◆ TASK OBJECTIVE ◆
Among the lines of the data, copy those that hold "stork".

◆ PROVIDED DATA ◆
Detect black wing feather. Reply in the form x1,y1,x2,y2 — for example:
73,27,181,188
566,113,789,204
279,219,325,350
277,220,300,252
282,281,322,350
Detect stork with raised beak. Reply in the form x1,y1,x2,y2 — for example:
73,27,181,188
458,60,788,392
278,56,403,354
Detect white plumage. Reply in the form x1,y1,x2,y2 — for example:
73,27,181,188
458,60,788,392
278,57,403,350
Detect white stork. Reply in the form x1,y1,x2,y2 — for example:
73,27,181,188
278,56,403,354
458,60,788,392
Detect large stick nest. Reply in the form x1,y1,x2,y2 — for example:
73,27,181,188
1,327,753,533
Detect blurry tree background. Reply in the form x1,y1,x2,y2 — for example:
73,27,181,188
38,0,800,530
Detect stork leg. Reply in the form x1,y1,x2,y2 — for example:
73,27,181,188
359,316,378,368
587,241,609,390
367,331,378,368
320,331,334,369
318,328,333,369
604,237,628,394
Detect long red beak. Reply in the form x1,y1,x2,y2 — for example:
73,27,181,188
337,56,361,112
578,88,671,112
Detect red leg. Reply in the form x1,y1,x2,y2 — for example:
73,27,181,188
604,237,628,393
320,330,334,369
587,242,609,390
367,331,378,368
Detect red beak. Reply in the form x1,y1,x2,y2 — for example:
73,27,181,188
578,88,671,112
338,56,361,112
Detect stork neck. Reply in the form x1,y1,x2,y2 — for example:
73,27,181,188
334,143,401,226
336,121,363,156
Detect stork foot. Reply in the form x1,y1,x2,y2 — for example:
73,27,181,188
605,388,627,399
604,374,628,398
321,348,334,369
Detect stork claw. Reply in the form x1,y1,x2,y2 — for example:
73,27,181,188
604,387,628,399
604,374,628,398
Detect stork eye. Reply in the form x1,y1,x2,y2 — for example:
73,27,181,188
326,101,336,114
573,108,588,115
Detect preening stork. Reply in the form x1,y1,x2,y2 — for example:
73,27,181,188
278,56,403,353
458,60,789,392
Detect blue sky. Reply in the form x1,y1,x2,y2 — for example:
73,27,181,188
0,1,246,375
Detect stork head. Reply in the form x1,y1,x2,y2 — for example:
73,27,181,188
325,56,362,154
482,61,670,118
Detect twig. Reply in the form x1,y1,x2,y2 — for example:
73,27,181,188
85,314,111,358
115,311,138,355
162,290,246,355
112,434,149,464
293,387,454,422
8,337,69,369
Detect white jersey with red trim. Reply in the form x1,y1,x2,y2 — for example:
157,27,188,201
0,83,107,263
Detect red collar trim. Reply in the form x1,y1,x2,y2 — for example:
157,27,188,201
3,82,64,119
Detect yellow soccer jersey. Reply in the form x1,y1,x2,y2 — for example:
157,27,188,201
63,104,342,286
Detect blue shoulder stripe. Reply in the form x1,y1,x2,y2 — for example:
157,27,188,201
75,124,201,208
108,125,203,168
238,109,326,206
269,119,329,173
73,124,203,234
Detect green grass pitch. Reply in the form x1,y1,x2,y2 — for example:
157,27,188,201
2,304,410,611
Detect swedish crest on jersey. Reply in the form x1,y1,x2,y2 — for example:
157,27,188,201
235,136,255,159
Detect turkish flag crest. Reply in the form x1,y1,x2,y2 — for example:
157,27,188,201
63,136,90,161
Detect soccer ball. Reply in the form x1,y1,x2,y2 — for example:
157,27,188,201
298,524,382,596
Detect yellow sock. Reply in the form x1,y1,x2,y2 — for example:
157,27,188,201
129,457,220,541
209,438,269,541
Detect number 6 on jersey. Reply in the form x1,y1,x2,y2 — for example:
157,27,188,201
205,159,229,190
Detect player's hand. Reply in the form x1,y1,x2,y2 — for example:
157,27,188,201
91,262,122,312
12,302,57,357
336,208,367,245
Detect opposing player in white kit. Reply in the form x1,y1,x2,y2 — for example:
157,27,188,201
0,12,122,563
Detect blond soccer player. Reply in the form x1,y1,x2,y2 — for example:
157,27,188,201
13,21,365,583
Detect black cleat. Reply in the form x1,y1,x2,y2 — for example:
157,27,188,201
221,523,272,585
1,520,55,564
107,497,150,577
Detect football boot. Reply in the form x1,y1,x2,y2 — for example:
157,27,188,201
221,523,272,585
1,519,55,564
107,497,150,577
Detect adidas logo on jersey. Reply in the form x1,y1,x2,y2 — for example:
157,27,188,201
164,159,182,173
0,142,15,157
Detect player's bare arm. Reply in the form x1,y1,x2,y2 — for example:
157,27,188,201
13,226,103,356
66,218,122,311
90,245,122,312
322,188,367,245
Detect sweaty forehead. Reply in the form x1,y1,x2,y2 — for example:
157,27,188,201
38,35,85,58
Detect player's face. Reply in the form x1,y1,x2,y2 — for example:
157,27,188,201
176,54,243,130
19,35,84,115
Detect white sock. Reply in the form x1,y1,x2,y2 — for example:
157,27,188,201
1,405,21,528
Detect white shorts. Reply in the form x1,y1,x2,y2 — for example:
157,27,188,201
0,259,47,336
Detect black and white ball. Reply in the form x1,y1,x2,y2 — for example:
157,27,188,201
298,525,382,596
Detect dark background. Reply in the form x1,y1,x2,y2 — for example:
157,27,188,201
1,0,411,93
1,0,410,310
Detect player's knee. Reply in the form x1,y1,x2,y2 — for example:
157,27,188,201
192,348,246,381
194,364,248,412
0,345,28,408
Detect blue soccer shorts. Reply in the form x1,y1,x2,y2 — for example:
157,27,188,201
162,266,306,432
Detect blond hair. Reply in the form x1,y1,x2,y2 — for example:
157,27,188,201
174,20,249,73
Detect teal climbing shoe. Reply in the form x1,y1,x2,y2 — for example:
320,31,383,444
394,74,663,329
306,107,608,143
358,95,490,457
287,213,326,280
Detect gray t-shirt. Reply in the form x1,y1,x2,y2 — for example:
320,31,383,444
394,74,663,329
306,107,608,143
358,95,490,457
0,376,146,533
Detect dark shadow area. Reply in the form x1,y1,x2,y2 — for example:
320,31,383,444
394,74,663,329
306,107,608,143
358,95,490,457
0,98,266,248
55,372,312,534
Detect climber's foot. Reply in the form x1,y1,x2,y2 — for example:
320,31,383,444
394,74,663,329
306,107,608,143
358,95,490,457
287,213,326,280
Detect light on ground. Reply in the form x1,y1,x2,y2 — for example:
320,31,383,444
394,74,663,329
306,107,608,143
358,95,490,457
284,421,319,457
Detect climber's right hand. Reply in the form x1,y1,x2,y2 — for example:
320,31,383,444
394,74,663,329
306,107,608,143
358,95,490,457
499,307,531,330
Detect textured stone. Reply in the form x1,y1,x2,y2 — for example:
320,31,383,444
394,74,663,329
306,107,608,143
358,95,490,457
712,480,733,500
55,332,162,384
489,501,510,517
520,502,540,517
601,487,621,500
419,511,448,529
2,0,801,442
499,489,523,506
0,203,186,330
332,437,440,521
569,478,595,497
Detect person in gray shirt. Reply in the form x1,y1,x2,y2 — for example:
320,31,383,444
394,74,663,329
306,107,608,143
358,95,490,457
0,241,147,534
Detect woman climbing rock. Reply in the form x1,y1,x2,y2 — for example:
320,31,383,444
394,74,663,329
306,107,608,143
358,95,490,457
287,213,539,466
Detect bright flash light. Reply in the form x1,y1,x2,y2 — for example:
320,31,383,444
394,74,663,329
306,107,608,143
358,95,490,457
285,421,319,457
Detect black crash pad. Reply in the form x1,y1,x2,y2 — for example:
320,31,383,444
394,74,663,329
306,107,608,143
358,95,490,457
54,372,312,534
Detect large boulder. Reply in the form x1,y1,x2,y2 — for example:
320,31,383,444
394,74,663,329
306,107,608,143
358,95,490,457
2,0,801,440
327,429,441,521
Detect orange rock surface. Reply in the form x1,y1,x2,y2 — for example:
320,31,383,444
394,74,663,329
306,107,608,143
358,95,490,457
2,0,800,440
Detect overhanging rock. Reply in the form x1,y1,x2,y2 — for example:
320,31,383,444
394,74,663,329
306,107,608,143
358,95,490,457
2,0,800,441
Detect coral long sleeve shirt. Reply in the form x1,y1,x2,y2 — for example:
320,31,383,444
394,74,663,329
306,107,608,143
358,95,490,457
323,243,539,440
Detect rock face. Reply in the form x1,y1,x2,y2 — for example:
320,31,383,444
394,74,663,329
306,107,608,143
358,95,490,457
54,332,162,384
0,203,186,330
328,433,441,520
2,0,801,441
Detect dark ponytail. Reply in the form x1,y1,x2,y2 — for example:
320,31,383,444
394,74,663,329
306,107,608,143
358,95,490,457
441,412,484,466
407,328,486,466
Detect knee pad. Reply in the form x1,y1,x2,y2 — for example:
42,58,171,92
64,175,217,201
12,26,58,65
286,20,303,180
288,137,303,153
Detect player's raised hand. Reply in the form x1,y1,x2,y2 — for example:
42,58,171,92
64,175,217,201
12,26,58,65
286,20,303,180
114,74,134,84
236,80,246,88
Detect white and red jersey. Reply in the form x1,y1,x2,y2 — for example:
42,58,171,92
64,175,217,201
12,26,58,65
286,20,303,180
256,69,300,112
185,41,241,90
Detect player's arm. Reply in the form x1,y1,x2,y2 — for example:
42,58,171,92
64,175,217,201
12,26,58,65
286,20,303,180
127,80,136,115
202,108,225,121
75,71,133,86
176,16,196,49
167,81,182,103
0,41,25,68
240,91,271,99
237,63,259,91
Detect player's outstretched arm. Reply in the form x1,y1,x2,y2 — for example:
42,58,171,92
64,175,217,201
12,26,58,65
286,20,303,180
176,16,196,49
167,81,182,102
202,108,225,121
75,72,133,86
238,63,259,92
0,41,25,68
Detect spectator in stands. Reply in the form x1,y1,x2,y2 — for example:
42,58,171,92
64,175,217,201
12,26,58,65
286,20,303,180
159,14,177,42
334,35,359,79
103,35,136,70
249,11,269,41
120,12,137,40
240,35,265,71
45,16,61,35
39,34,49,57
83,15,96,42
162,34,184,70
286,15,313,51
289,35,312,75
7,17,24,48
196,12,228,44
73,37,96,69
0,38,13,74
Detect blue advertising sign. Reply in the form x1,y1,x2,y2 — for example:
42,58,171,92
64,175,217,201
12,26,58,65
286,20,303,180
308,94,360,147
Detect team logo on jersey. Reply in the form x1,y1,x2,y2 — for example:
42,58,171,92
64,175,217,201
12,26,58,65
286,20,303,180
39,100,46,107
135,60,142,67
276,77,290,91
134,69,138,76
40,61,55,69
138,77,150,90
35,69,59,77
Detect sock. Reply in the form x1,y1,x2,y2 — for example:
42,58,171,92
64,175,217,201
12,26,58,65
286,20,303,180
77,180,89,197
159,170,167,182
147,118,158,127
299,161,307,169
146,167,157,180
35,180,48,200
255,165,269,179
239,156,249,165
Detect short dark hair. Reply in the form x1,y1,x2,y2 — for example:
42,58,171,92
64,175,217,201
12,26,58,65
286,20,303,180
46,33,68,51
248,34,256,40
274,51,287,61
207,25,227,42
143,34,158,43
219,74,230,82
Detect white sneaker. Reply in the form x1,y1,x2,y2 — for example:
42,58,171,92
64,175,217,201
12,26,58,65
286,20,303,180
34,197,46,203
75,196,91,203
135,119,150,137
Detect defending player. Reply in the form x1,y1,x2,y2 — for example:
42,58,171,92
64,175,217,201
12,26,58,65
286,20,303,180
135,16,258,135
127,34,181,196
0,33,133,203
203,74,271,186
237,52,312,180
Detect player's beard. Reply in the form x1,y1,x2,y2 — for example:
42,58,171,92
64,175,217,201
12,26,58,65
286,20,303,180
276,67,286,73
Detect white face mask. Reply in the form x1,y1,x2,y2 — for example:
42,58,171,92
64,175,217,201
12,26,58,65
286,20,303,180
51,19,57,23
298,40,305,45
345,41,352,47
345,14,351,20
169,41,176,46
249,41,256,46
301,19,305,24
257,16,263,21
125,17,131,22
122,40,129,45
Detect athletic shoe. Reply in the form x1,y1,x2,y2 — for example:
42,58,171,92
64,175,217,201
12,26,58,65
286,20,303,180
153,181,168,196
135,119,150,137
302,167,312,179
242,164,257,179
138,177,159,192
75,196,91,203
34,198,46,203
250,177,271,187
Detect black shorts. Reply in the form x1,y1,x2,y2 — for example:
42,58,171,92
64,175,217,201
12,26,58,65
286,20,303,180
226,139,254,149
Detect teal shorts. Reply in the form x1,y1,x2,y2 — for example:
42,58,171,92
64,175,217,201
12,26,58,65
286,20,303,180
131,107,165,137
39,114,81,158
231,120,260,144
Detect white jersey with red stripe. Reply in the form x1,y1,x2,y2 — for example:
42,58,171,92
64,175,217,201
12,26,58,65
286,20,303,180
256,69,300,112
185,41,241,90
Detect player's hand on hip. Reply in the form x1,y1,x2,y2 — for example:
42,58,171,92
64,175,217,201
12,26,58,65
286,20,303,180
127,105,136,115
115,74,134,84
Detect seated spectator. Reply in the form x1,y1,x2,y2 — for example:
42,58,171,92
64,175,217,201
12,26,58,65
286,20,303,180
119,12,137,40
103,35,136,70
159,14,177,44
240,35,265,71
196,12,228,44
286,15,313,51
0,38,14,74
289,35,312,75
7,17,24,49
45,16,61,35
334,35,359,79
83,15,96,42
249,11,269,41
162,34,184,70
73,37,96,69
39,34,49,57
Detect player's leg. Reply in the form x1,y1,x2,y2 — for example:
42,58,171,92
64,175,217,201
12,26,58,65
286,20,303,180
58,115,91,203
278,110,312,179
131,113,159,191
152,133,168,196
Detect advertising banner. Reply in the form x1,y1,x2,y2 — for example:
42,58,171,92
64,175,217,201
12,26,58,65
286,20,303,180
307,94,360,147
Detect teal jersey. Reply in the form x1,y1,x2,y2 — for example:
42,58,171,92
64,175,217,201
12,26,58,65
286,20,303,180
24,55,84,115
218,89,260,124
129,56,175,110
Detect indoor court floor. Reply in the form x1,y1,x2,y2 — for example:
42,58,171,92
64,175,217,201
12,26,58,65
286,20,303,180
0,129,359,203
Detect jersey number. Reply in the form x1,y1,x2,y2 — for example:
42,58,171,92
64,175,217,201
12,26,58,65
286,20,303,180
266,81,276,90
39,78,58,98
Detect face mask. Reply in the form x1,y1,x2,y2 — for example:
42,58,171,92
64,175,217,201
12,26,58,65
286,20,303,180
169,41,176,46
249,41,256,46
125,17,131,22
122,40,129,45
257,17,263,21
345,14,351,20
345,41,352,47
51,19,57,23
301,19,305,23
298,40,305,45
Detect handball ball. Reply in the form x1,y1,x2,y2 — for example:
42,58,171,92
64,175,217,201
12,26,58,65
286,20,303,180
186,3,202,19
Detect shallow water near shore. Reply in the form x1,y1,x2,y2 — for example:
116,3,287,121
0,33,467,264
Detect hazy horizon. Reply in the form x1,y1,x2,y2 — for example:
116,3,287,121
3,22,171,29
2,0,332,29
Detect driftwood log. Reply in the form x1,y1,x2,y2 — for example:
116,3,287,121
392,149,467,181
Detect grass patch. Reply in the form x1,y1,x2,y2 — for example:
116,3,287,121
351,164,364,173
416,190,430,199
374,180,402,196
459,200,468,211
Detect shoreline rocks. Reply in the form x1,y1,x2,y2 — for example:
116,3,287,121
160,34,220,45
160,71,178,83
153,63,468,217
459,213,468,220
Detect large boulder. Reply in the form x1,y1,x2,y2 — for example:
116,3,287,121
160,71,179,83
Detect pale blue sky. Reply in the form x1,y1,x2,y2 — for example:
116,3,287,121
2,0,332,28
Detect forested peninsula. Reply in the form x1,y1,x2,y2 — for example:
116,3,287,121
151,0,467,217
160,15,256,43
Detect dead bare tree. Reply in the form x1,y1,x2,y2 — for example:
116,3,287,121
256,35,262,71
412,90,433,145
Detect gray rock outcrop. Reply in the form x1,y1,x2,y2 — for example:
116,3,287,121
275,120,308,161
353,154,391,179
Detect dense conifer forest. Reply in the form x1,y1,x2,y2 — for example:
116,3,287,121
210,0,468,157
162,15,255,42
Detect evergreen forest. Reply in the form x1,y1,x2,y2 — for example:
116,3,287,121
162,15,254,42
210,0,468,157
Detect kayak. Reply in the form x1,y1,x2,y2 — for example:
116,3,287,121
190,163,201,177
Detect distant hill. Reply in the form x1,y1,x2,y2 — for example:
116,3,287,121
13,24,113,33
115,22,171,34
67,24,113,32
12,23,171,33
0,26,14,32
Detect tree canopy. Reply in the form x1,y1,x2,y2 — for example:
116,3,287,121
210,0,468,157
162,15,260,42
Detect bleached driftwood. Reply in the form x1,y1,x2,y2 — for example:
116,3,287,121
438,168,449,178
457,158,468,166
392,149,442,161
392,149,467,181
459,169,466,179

◆ TASK RESPONSE ◆
Detect stork with raised beak. Reply in the form x1,y1,x2,y2 — for example:
Detect white stork. Reply in the form x1,y1,x2,y2 — for example:
Detect stork leg. Reply in the form x1,y1,x2,y2 — for example:
Detect stork neck. Reply in the form x1,y1,x2,y2 — for example:
Detect stork foot. Reply in the form x1,y1,x2,y2 — for example:
Detect stork claw. Reply in the form x1,y1,x2,y2 — for example:
Detect stork eye. Reply in the form x1,y1,x2,y2 — for example:
Detect preening stork. Reply in the form x1,y1,x2,y2 — for example:
Detect stork head. Reply in the form x1,y1,x2,y2 — for example:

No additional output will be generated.